Point-per-instance localization data ::
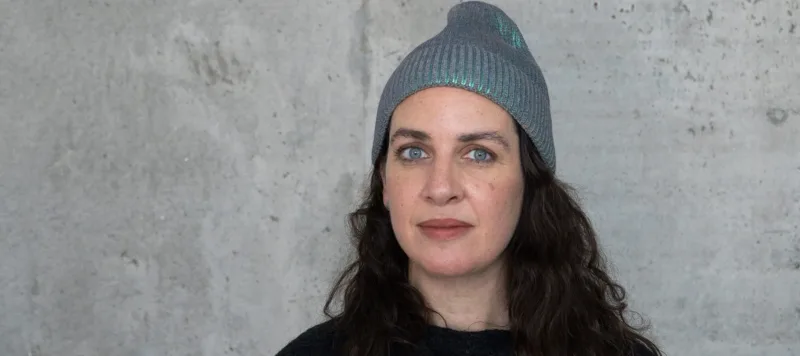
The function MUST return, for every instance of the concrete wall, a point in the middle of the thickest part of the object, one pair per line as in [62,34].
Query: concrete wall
[174,177]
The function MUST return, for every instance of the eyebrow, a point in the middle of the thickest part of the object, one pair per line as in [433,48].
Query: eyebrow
[469,137]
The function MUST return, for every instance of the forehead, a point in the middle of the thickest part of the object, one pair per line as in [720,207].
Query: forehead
[443,109]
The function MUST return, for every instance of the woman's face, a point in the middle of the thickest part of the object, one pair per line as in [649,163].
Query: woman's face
[453,181]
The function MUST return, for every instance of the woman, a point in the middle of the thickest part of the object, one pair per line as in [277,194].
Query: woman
[467,243]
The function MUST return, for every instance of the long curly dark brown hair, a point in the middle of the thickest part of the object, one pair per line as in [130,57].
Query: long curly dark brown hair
[562,301]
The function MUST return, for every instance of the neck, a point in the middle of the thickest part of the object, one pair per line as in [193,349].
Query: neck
[474,302]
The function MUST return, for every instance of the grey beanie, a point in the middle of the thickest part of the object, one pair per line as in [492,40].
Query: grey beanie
[481,50]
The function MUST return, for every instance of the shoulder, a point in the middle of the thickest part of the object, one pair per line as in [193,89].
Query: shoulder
[639,349]
[318,340]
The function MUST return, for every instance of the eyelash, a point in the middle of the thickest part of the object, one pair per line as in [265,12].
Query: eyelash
[398,153]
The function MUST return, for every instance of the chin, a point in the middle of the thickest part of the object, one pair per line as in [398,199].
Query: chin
[448,266]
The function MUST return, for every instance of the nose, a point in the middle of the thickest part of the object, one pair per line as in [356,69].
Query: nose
[443,185]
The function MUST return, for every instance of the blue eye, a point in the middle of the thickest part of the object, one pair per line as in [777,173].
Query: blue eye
[480,155]
[412,153]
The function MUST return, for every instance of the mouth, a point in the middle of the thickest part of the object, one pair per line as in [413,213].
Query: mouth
[444,229]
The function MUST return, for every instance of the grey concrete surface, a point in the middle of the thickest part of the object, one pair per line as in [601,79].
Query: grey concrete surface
[174,175]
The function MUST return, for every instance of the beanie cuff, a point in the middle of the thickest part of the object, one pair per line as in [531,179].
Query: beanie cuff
[478,70]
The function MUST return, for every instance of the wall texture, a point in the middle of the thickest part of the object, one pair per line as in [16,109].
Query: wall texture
[174,177]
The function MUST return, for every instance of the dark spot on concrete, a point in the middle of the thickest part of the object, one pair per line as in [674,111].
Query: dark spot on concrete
[681,8]
[777,116]
[35,287]
[128,259]
[212,74]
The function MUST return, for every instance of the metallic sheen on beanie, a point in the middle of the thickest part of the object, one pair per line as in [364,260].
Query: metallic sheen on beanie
[481,50]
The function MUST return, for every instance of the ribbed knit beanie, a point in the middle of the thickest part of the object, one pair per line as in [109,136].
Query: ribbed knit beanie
[480,50]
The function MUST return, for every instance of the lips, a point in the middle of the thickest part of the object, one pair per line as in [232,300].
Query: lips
[444,229]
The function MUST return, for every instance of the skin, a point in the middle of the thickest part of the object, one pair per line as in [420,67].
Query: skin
[455,154]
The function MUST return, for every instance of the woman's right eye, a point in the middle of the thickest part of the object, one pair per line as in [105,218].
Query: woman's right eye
[412,153]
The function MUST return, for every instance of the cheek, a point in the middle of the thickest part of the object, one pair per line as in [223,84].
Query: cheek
[501,202]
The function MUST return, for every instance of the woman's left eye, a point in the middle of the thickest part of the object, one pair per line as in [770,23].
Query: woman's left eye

THE TASK ::
Scan the entries above and show each line that contains the word "left".

TASK SOLUTION ::
The function MUST return, for every instance of the woman's left eye, a point in the middle of the thickest part of the object, one pair per line as in [770,23].
Query: woman's left eye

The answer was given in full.